__What is needed__. Reproduce exactly the final portion of the data: every line from the one containing "TARGET: girl in pink bikini" through the last line, inclusive.

__Working data__.
◆ ◆ ◆ ◆

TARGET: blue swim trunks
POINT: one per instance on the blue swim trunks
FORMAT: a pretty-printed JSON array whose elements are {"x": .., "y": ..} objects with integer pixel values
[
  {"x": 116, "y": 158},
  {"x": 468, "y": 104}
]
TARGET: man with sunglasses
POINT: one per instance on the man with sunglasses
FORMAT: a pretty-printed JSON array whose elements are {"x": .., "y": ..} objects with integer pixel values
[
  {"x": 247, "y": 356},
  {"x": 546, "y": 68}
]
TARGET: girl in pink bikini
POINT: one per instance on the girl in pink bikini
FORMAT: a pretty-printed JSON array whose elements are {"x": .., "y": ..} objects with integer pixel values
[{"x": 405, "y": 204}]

◆ ◆ ◆ ◆

__Written response__.
TARGET: girl in pink bikini
POINT: one per instance on the girl in pink bikini
FORMAT: a pretty-printed JSON array whose elements are {"x": .., "y": ..} objects with integer pixel values
[{"x": 405, "y": 204}]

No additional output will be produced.